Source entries
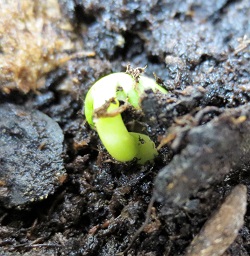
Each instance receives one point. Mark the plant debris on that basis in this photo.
(33, 43)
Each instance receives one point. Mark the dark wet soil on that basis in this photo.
(93, 205)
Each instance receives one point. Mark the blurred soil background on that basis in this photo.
(60, 191)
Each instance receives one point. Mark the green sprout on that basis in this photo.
(103, 113)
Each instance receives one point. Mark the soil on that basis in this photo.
(60, 191)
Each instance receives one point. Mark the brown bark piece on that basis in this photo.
(222, 228)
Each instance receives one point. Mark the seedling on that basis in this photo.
(103, 113)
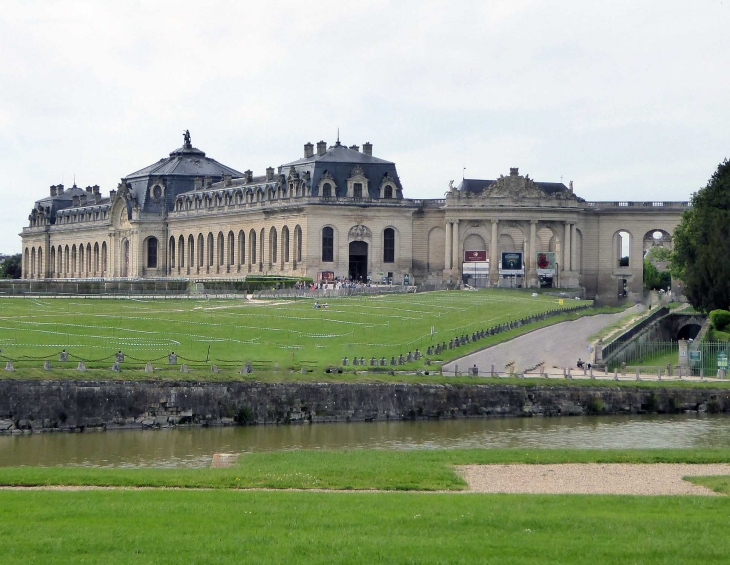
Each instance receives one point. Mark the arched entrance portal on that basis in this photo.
(358, 270)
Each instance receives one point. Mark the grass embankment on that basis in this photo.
(285, 527)
(345, 469)
(231, 333)
(291, 527)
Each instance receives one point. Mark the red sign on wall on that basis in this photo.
(472, 256)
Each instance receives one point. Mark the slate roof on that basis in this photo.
(475, 186)
(341, 154)
(186, 161)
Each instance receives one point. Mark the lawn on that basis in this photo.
(294, 527)
(290, 333)
(344, 469)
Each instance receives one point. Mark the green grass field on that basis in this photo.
(232, 332)
(229, 525)
(352, 528)
(357, 469)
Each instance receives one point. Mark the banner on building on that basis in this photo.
(545, 263)
(475, 256)
(512, 263)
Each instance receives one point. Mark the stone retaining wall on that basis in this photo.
(76, 405)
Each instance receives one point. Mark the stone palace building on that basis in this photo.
(339, 211)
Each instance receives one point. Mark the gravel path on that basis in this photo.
(558, 346)
(590, 478)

Directive: Copy all of the entries above word for word, leaving out the pictures.

Response to the exercise:
Each instance receives one point. Mark the plant debris on that basis in this photo.
(33, 43)
Each instance receives one point. Mark the dark wet soil on that basis in this photo.
(93, 205)
Each instance receives one point. Mark the blurred soil background on that basis in this photo.
(60, 191)
Each instance receives one point. Mark the green sprout on that basis in this photo.
(103, 113)
Each instance receives one point. Mark the soil on that basis in this photo.
(60, 191)
Each instance receives one point. Mark the brown bark piece on that basis in this photo.
(222, 228)
Each instance receives one point. Mark the seedling on that basis in this photo.
(103, 113)
Each instance receives one point. Mark the arched entrance portal on that basis in this photo.
(358, 270)
Each instance receives one point. Mark the grass embankment on that basis in this photo.
(285, 527)
(345, 469)
(231, 333)
(291, 527)
Each instance receives one point. Mark the red sign on wall on that basis in this photo.
(472, 256)
Each instance receives one point. Mark the slate roof on that basis in this photo.
(475, 186)
(341, 154)
(186, 161)
Each instance receives one point. Mark the lawn on that basis in this photo.
(294, 527)
(290, 333)
(344, 469)
Each instance receives one point. Mark the green grass field on that basis in this photo.
(232, 332)
(229, 525)
(352, 528)
(357, 469)
Each instance receives one point. Mark the banner on building on that basis in this photo.
(545, 263)
(475, 256)
(512, 263)
Each instance receives one point. Mark the stone retaining wall on that basis in this photo.
(76, 405)
Each instance receives one point. Mark the stone palace building on that basis in this photo.
(339, 211)
Each instance receives one point. Mark the gravel path on that basis in this photo.
(558, 346)
(590, 478)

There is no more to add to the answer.